Educating businesses and making them aware of their potential exposure is probably the biggest hurdle amongst insurance firms that want to provide cyber coverage to their clients.
Will the EU insurance industry be sufficiently protected, from a legislative perspective, by the NIS Directive 1148/2016 and the GDPR Regulation 679/2016?
Traditional insurance policies are inadequate to cover against damages arising out of a cyber-attack. For example, general liability policies usually exclude coverage for losses due to cyber-attacks. Marine insurance policies incorporate the Institute Cyber Attack Exclusion Clause CL380, developed by the Institute of London Underwriters (ILU) in November 2003.
Marine yard covers for ship builders also include the CL380 clause. Property insurance policies do not include malware and distributed denial-of-service attacks as ‘named perils’ and they are usually excluded or simply not covered. Crime insurance policies generally cover only for tangible property, not loss of data. Error-and-omissions insurance often requires negligence in professional services and generally does not cover costs of regulatory actions.

EXERCISE:
Condense the text on cyber insurance coverage into two sentences.

MATERIAL PROVIDED:
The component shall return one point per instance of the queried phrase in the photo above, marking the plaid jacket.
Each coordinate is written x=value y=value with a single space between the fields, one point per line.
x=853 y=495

FULL RESPONSE:
For insurance firms offering cyber coverage, educating businesses about their potential exposure is probably the biggest hurdle, and traditional policies are inadequate to cover damages from cyber-attacks. General liability policies usually exclude such losses, marine policies and marine yard covers carry the CL380 exclusion clause, property policies do not name malware or denial-of-service attacks as perils, crime policies generally cover only tangible property, and error-and-omissions insurance often requires negligence and generally does not cover regulatory costs.